▶ [Goal of the exercise]:
Reproduce verbatim the portion of the Cape Town attractions list starting with "- Explore Robben" and going on through "some wine tasting.".

▶ [Page excerpt]:
= = = = = = =
Top Things to Do in Cape Town
- Take a cable ride to the plateau at the top of The Table Mountain. You can enjoy fantastic panoramic views of Cape Town, Robben Island, Table Bay, and the Atlantic Ocean from the iconic mountain.
- Explore Robben Island where Nelson Mandela was imprisoned for 18 years. It is an island in Table Bay and a UNESCO World Heritage Site
- Plan a day trip to the Cape of Good Hope – a rocky headland on the Atlantic Coast of Cape Peninsula. The picturesque Chapman’s Peak Drive will take you all the way to Cape Point where the Atlantic and Indian Oceans meet. En route, take a stop-over to admire the African penguins at Boulder’s Beach.
- Visit Western Cape Winelands – one of the world-renowned wine regions that produce excellent, distinctive wines. There are three main regions – Stellenbosch, Paarl, and Franschhoek. Pick one of them, take a tour of the different vineyards in that area, and indulge in some wine tasting.
= = = = = = =
[Collection entries]
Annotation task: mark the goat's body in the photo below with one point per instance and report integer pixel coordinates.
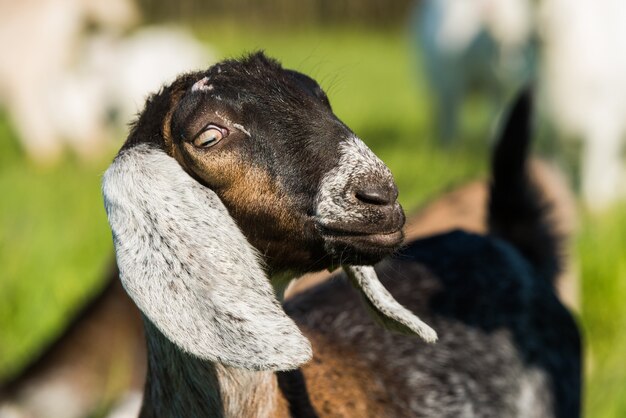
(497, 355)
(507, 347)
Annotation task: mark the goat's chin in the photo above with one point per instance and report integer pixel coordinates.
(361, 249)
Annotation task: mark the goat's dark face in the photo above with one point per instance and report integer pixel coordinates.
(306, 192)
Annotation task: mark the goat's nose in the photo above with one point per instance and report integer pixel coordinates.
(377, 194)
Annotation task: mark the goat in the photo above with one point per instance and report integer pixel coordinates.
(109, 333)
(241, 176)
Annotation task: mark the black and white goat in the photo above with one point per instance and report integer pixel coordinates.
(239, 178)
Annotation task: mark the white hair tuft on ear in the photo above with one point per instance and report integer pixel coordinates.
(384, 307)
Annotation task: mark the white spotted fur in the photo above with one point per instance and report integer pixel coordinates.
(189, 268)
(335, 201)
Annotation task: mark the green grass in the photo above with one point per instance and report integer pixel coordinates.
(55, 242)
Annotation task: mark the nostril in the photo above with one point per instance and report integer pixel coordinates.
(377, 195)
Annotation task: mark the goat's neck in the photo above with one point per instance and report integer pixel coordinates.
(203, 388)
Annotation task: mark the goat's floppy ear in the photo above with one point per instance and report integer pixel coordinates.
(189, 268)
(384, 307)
= = = = = = =
▶ [Answer below]:
- Explore Robben Island where Nelson Mandela was imprisoned for 18 years. It is an island in Table Bay and a UNESCO World Heritage Site
- Plan a day trip to the Cape of Good Hope – a rocky headland on the Atlantic Coast of Cape Peninsula. The picturesque Chapman’s Peak Drive will take you all the way to Cape Point where the Atlantic and Indian Oceans meet. En route, take a stop-over to admire the African penguins at Boulder’s Beach.
- Visit Western Cape Winelands – one of the world-renowned wine regions that produce excellent, distinctive wines. There are three main regions – Stellenbosch, Paarl, and Franschhoek. Pick one of them, take a tour of the different vineyards in that area, and indulge in some wine tasting.